• _Required tasks_:
(1) According to the text on pingueculae, which side of the eye do these deposits most commonly appear on?
(2) Pick up the text on pingueculae after its final sentence and continue it.

Segment Start: Page excerpt

A pinguecula is a type of growth that occurs due to conjunctival degeneration. It is a small yellow or white deposit on either side of the pupil, but most commonly appears on the nasal side of the eye. Surrounding the clump is normally a yellowish film. The deposits themselves are due to a thickening and deterioration of the conjunctiva. This causes proteins, fats, or calcium to build up there. They may or may not occur bilaterally.

Although a definite cause is unknown, they are most likely caused by ultraviolet rays from the sun. Because of this, the condition is common amongst people who have been exposed to the sun for a long time or those living in the tropics. The reason pingueculae occur on the nasal side is because the nose is highly reflective and can direct UV rays towards the conjunctiva. Additionally, the whiteness of the sclera can reflect light back towards the conjunctiva. Windburn and exposure to dirt and sand have also been shown to cause the growths to occur.

Luckily, most pingueculae do not cause any negative symptoms besides for cosmetic ones. A pinguecula is benign, but may continue to grow. It may become slightly raised off of the cornea and cause a feeling of something in your eye. It also may be more difficult to wear contacts due to the irregular shape of the eye. It can also cause the mucous and tear film over the eye to change its composition, making it harder to take contacts on or off. Pingueculitis is a condition when the pinguecula becomes more advanced. It’s characterized by an inflamed pinguecula that causes the eyes to become inflamed, red, and itchy. Untreated growing pinguecula can lead to the development of pterygia.

Segment End: Page excerpt
Segment Start: Dataset entries

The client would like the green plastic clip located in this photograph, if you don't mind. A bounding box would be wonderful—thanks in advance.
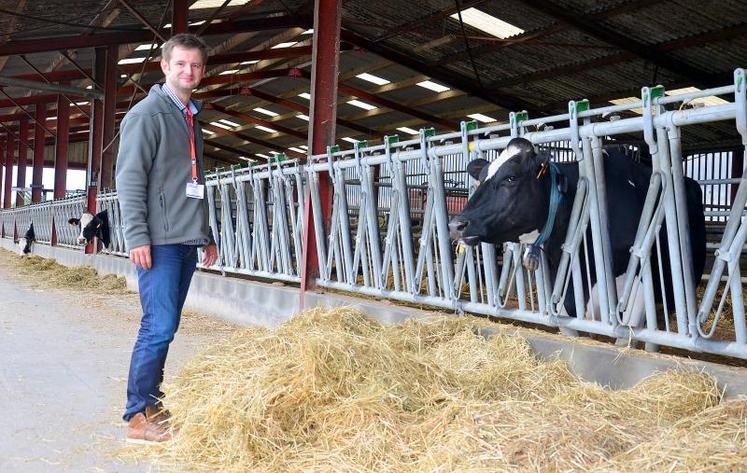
[576,99,590,113]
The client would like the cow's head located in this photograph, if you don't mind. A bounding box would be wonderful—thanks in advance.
[18,222,36,255]
[68,210,110,248]
[449,138,550,245]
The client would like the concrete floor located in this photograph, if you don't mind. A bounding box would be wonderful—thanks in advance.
[0,254,234,473]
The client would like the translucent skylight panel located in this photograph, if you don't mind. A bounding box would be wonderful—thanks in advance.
[451,7,524,38]
[418,80,451,94]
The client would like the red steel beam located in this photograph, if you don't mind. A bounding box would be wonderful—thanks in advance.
[16,119,29,207]
[117,68,301,95]
[99,46,119,189]
[300,0,342,298]
[31,103,47,203]
[205,140,247,158]
[54,95,70,199]
[204,103,306,138]
[117,46,311,74]
[193,87,381,141]
[0,135,3,214]
[85,48,107,254]
[0,15,308,56]
[3,134,16,209]
[0,94,57,108]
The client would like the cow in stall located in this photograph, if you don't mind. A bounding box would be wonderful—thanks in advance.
[18,222,36,255]
[68,210,111,248]
[449,138,706,325]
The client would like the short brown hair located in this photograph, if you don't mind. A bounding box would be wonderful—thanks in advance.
[161,33,208,64]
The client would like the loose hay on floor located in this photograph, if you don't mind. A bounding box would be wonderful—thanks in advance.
[131,309,747,472]
[11,255,127,294]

Segment End: Dataset entries

• _Answers for the tasks_:
(1) The nasal side of the eye.

(2)
Eye drops can be used to reduce redness and discomfort, while anti-inflammatories and steroids are used to treat pingueculitis. Surgery is only performed in rare cases due to complications that can arise after. Smaller pinguecula can be removed through laser surgery, which has a lower chance of causing hemorrhaging or corneal scarring. Larger growths must be removed by hand and have a higher risk for negative side effects. Laser surgeries also have a lower rate of recurrence of pingueculae. Again, surgery is only recommended to those with severe pingueculitis that can turn into pterygia or those who have trouble blinking or putting on contacts. However, many chose to go through with surgery for cosmetic reasons, as pingueculae can be very unsightly.